----- Data section

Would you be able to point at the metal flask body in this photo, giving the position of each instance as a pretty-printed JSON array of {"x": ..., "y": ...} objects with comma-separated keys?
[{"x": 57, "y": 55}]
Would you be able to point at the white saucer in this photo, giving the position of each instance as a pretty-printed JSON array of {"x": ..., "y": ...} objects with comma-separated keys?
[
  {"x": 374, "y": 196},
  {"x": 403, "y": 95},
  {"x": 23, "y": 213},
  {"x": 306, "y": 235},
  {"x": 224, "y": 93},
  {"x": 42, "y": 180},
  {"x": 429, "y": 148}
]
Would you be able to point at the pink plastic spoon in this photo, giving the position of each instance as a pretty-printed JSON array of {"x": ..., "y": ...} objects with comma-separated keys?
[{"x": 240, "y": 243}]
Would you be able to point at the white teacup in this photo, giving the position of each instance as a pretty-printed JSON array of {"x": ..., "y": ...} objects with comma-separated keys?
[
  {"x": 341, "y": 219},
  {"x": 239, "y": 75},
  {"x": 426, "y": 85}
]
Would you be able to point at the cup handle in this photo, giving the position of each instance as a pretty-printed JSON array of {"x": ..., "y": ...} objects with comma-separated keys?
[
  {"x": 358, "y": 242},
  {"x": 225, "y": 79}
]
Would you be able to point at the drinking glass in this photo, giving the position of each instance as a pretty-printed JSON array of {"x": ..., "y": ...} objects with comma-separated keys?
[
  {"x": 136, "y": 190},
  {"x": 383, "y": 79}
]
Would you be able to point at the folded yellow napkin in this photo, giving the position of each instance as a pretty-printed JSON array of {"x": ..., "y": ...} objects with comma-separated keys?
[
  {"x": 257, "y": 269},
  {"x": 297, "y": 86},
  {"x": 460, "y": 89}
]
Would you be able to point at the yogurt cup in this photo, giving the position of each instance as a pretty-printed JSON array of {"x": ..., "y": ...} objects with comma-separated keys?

----------

Give every part of the material again, exactly as written.

Output of the task –
Would you be able to point at the metal flask body in this photo, giving the position of each instance as a pretty-printed JSON array of {"x": ..., "y": ...} objects with comma-separated keys?
[{"x": 57, "y": 55}]
Would you be able to point at the white saucer in this photo, giving the position of each instance as a pretty-printed JSON array of {"x": ..., "y": ...} objects with comma-separated keys?
[
  {"x": 374, "y": 196},
  {"x": 403, "y": 95},
  {"x": 23, "y": 213},
  {"x": 306, "y": 235},
  {"x": 224, "y": 93},
  {"x": 42, "y": 180},
  {"x": 429, "y": 148}
]
Would you be able to point at the pink plastic spoon in this photo, giving the position of each instance as a pretty-printed JSON array of {"x": ..., "y": ...} objects with comma-separated keys?
[{"x": 240, "y": 243}]
Would you be able to point at the white teacup in this photo, giving the position of each instance as a pretty-printed JSON array of {"x": ..., "y": ...} objects with comma-separated keys?
[
  {"x": 341, "y": 219},
  {"x": 239, "y": 75},
  {"x": 426, "y": 85}
]
Would you be able to point at the cup handle in this photo, giving the position of each instance as a pretty-printed JSON array of {"x": ..., "y": ...} objects with comma-separated keys?
[
  {"x": 358, "y": 242},
  {"x": 225, "y": 79}
]
Would you be able to point at the drinking glass in this photo, giving the position of each instance as a pretty-printed JSON array of {"x": ..., "y": ...} objects with comma-separated keys?
[
  {"x": 136, "y": 190},
  {"x": 383, "y": 79}
]
Would you be able to point at the folded yellow napkin in this photo, giving the position of each instance as a pretty-printed JSON array of {"x": ..., "y": ...} objects with comma-separated keys?
[
  {"x": 257, "y": 269},
  {"x": 297, "y": 86},
  {"x": 460, "y": 89}
]
Would you be able to point at the yogurt cup in this photo, giving the position of each instance as a pretty-printed JSON array of {"x": ..., "y": ...} objects with comma-separated keys?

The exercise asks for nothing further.